╭─ INFORMATION PROVIDED
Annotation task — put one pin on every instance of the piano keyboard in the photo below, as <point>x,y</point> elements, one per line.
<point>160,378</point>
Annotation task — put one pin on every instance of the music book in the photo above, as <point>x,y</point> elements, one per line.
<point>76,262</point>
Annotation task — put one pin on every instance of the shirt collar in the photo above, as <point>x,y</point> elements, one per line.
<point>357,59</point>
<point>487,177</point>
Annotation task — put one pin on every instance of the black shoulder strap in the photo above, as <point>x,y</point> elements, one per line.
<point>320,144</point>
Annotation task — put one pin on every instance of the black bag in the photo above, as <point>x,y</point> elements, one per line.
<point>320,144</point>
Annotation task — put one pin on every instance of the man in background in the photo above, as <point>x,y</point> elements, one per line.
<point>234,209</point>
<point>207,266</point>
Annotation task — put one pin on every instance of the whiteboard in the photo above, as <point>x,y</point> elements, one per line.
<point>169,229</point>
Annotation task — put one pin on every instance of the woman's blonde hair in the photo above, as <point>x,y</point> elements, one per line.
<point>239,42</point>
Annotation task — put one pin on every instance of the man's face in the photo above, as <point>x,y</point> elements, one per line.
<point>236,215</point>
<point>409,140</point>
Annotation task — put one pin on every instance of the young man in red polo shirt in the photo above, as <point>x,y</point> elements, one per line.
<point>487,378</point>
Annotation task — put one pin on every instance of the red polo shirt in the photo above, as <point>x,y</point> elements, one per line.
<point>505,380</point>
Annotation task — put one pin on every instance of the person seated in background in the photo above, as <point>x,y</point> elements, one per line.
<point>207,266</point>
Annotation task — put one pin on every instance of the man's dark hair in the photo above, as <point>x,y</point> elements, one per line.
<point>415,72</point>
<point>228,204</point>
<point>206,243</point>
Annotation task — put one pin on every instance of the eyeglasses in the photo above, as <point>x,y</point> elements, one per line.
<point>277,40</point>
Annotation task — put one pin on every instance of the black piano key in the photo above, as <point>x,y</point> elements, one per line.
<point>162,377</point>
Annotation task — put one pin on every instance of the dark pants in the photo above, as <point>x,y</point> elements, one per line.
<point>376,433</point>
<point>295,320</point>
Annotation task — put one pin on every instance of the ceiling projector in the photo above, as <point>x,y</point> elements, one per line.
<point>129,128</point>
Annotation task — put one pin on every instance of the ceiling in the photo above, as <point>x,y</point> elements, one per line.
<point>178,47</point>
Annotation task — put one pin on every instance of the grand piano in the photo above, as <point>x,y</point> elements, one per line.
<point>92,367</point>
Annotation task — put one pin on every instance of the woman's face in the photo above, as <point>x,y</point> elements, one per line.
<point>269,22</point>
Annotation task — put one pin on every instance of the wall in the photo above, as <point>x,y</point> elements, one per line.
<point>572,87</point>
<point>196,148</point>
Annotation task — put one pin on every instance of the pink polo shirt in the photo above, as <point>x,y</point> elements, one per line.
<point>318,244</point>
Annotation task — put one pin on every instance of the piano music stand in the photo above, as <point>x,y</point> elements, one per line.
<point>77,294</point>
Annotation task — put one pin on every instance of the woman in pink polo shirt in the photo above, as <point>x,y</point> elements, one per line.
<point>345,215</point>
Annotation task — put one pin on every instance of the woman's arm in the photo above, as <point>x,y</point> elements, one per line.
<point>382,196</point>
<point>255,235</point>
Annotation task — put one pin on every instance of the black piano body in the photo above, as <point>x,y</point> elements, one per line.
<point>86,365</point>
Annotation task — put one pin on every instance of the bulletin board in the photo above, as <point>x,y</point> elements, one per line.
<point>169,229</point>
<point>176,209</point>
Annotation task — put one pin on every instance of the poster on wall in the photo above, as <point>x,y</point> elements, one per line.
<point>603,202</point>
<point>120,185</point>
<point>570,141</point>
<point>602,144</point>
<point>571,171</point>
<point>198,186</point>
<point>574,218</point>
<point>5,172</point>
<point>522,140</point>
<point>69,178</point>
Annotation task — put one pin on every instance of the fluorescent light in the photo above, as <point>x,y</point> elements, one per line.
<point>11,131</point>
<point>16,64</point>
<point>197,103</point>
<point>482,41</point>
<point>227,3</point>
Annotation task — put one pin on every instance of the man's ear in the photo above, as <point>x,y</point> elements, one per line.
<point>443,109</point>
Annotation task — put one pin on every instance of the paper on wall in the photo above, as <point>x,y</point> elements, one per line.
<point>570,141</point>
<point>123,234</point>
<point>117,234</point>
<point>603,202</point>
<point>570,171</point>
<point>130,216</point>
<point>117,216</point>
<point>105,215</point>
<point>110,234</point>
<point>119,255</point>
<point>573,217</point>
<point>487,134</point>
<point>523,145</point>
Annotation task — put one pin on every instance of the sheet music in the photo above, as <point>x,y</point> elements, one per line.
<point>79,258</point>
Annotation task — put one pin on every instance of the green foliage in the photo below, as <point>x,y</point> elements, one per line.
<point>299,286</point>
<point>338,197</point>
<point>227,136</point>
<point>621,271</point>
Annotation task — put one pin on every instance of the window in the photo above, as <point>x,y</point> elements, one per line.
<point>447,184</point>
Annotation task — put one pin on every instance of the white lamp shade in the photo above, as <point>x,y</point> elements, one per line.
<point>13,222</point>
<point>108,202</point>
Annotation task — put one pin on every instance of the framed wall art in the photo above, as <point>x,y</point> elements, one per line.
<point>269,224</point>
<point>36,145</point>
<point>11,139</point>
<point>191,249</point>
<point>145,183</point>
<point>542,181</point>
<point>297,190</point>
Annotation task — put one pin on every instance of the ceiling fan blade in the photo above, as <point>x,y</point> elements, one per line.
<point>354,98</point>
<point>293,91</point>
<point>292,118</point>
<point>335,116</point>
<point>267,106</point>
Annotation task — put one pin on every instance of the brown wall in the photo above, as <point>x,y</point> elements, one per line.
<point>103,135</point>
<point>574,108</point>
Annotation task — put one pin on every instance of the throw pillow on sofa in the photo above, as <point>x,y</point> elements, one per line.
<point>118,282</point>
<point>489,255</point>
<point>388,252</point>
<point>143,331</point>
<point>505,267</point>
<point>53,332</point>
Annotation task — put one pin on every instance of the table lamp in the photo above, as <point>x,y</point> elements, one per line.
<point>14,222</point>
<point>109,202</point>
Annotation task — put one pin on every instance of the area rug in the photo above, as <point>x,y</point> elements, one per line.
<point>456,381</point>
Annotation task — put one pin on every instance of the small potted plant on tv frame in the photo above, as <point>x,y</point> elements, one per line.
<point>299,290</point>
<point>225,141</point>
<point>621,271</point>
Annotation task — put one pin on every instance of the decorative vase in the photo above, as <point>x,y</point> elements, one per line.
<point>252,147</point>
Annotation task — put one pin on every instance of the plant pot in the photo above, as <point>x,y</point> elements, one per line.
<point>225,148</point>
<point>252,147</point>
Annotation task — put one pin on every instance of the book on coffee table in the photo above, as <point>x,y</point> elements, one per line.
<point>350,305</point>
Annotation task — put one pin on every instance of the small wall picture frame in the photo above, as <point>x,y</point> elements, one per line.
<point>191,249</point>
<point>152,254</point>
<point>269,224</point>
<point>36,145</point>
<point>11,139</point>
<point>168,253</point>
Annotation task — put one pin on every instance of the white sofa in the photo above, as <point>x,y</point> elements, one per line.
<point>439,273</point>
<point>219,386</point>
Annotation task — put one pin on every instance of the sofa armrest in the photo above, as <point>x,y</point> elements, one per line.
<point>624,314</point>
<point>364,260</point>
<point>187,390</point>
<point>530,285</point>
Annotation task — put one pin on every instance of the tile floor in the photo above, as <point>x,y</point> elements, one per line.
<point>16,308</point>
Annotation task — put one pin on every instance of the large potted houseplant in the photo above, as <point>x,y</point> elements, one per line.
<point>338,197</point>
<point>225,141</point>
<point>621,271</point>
╰─
╭─ INFORMATION PROVIDED
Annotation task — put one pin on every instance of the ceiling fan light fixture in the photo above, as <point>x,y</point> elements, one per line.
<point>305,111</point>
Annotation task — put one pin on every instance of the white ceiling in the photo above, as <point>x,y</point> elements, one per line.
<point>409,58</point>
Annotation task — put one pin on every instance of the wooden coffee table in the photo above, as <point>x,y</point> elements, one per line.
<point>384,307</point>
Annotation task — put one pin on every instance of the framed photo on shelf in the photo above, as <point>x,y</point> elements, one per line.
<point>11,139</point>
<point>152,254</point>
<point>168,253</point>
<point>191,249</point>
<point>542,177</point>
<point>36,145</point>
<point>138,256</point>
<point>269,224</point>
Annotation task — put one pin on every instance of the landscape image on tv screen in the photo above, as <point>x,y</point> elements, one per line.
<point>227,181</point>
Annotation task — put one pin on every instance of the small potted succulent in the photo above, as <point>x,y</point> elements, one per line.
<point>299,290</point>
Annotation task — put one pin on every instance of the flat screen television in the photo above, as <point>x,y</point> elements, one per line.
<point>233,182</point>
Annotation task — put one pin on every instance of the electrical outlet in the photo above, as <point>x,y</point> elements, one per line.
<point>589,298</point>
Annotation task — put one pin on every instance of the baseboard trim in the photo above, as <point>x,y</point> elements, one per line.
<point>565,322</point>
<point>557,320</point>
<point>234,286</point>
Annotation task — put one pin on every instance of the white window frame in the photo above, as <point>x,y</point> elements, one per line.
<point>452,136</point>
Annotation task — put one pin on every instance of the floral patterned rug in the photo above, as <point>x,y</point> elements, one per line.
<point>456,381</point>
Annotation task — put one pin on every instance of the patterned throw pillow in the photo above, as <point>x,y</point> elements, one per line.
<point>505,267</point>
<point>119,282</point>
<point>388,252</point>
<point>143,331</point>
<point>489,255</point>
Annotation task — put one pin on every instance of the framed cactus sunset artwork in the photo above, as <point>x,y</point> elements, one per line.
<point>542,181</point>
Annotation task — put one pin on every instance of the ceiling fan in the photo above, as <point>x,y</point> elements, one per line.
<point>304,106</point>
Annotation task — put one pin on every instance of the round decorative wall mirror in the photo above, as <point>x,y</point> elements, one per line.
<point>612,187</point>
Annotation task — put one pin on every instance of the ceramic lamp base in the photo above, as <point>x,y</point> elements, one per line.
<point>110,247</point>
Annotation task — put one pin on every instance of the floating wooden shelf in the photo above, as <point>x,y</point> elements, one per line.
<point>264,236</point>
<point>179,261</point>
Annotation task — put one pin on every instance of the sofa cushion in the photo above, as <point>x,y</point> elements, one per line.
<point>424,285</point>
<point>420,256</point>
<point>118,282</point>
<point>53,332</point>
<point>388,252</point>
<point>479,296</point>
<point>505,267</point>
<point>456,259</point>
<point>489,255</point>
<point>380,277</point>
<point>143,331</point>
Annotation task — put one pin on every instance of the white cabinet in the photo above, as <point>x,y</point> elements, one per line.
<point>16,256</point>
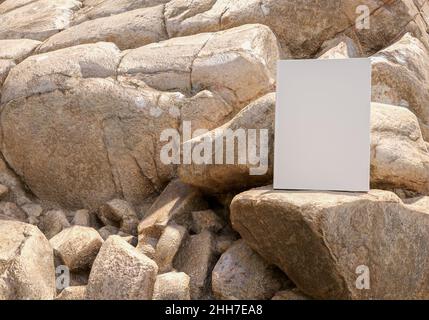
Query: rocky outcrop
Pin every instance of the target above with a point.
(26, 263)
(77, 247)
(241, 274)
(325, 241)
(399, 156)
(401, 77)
╰─
EXERCISE BRIEF – Starting at the line containing "the piano keyboard" and ending at the line containing "<point>487,177</point>", rewrite only those records, requests included. Scale each coordinate in the answers by 1.3 and round to whole numbers, with halves rounded up.

ANSWER TO THE EXERCISE –
Annotation task — put one pin on every instance of the piano keyboard in the photo below, as <point>x,y</point> elements, one per line.
<point>208,491</point>
Annotation task — put one pin on every instance of the music book in the photo above, as <point>x,y</point> elements, one per line.
<point>99,341</point>
Annotation task — put one pin on every instance of the shirt collar in the photo above, as <point>x,y</point> elements, one per line.
<point>464,77</point>
<point>633,230</point>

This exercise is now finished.